« Un soir, sur un chemin familier qui m’est cher, en mettant mes pas dans les pas de ceux qui m’ont précédé sur cette terre, j’ai senti frissonner l’arbre du silence. […] Il n’y avait plus de vent, rien ne bougeait, tout était apaisé, et pourtant j’ai entendu comme un murmure. J’ai eu l’impression - la conviction ? - qu’il provenait de l’arbre dont nous sommes issus : celui de nos familles, dont les branches sont innombrables et dont les feuilles frissonnent au plus profond de nous. Autant de feuilles, autant de voix vers lesquelles il faut se pencher pour bien les entendre, leur accorder l’attention nécessaire à la perception d’un silence qui, en réalité, n’en est pas un et ne demande qu’à être écouté. Je sais aujourd’hui que ce murmure a le pouvoir de donner un sens à notre existence, de prolonger la vie de ceux auxquels nous devons la nôtre, car ils nous habitent intimement. »

- Christian Signol, Ils rêvaient des dimanches

vendredi 21 novembre 2014

Machine à voyager dans le temps

J'ai inventé la machine à voyager dans le temps. Si, si ! En fait, j'en ai même inventé plusieurs.

Alors non, je n'ai pas passé mes nuits dans mon garage à bidouiller des machins et des bidules électroniques. Non, je suis beaucoup plus subtile que ça ! Mes machines à remonter le temps à moi sont adeptes du camouflage et prennent l'apparence d'objets du quotidien.

Entrées de pointage d'objets étiquetés:
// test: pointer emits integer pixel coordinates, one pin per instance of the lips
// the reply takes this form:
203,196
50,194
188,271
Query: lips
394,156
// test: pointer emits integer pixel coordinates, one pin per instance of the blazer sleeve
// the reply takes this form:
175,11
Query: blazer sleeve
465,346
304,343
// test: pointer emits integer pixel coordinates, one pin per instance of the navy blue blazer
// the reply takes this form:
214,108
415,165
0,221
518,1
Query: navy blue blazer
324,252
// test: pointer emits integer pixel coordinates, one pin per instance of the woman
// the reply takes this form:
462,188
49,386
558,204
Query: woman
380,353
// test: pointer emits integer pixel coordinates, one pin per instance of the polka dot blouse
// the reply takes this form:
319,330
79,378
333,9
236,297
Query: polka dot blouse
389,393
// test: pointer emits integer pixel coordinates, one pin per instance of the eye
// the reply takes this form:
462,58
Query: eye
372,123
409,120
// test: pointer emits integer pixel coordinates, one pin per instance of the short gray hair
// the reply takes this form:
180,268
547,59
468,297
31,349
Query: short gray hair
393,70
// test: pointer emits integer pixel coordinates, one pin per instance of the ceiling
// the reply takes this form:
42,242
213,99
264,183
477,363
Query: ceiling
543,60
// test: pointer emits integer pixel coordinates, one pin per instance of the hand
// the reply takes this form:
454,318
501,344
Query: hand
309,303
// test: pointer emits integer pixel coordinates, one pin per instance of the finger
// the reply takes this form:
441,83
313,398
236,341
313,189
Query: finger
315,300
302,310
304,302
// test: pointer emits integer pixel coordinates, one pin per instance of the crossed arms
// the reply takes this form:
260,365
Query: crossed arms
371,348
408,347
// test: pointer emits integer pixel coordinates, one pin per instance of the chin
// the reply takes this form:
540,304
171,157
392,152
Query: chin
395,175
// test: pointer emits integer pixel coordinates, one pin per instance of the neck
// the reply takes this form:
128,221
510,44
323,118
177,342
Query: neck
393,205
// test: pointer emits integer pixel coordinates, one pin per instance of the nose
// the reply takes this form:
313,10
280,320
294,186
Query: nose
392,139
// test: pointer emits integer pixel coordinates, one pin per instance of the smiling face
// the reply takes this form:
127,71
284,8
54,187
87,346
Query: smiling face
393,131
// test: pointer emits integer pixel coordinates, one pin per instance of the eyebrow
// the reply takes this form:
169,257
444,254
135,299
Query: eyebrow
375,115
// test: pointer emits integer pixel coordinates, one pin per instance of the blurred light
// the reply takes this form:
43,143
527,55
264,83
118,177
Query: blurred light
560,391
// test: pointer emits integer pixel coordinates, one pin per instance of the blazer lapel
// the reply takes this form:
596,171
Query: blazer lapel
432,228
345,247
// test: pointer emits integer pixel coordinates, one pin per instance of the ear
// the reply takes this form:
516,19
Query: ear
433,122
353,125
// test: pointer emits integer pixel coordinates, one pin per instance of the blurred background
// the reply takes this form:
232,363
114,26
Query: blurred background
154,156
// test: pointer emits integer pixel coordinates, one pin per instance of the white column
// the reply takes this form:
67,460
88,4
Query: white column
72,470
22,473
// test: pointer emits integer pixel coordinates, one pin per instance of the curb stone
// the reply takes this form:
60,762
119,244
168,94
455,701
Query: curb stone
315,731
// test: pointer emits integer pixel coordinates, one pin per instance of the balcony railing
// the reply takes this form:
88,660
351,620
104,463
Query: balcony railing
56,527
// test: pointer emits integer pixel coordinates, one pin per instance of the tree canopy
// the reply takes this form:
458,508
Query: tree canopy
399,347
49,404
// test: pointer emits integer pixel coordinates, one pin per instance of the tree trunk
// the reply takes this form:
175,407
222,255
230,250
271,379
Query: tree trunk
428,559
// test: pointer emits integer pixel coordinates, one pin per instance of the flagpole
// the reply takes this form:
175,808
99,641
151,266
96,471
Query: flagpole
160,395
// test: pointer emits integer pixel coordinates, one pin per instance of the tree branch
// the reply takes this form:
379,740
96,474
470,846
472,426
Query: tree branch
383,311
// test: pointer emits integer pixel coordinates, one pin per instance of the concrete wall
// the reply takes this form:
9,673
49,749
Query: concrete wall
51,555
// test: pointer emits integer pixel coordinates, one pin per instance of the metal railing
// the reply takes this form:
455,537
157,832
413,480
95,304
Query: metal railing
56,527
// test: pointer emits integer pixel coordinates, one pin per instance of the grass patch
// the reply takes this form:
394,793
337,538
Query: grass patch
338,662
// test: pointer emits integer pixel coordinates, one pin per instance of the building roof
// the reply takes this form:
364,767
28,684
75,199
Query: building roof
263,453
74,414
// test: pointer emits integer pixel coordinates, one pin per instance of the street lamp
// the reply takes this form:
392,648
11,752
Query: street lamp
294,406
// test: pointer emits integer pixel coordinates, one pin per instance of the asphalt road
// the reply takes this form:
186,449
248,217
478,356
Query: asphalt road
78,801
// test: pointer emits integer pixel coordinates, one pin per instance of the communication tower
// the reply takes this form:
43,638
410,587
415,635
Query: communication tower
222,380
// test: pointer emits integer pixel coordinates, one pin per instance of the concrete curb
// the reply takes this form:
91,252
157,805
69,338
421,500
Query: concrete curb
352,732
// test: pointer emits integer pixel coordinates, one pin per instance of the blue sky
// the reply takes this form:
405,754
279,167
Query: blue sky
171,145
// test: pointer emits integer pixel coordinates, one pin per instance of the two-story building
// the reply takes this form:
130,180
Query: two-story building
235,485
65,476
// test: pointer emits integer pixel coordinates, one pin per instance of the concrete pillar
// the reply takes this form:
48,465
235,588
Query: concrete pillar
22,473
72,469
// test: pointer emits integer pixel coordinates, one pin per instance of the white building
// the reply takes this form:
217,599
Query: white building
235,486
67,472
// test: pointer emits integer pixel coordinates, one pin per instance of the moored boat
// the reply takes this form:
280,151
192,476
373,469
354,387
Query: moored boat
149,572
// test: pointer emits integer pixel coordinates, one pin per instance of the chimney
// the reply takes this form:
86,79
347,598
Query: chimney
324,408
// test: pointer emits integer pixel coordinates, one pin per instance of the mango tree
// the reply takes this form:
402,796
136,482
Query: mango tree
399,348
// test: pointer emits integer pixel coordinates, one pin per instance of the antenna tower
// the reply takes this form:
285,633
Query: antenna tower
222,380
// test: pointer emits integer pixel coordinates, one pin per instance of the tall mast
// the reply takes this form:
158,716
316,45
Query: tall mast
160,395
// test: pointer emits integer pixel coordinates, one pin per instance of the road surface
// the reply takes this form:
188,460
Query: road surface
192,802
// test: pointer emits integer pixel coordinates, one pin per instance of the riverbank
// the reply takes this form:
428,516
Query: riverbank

• [Consigne 1]: Dans le texte à lire, quelles sont les trois propositions de la citation qui décrivent le calme du soir juste avant le murmure ?
• [Consigne 2]: Résumez le texte à lire en deux phrases.
• [Consigne 3]: Poursuivez le texte à lire, c'est-à-dire le billet sur la machine à voyager dans le temps, après sa dernière phrase.

• [Réponse attendue 1]: Il n'y avait plus de vent ; rien ne bougeait ; tout était apaisé.

• [Réponse attendue 2]: Une citation de Christian Signol évoque un murmure venu de l'arbre de nos familles, un murmure qui peut donner un sens à notre existence et prolonger la vie de ceux à qui nous devons la nôtre. Dans un billet intitulé « Machine à voyager dans le temps », la personne qui écrit affirme avoir inventé plusieurs de ces machines, qui prennent l'apparence d'objets du quotidien.

• [Réponse attendue 3]:
La plus efficace se glisse dans un simple carré de chocolat blanc. Du Galak, pour ne pas le nommer. En croquant ce carré de chocolat blanc, je me retrouve immédiatement propulsée dans le temps. Le temps de mon enfance. C'est très efficace et rapide. Ça commence par un frisson. Je ferme les yeux. Et puis soudain, l'enfance est là. Sur le bout de la langue. Plus rien n'existe autour de moi. Je suis ailleurs. Ailleurs dans le temps. Une véritable machine à voyager dans le temps.

Bon celui-là, j'en abuse pas. Parce que, quand même, il ne faut pas oublier que le chocolat blanc c'est juste du beurre, du sucre et du lait. Même pas de fève de cacao dedans. Quand on y réfléchit... beurk !

Je possède aussi une autre machine à voyager dans le temps. En fait, non, ce n'est pas exacte : je ne la "possède" pas. Mais d'autres la possèdent à ma place et, de temps en temps, en passant à proximité, je voyage. On la nomme thuya. Une haie de thuya, surtout au printemps, me propulse automatiquement en Anjou, dans la maison de mes grands-parents. 

Thuya, PhotoPin

Cette maison s'appelait l'Aubancière et était située à Saint Melaine sur Aubance, près d'Angers.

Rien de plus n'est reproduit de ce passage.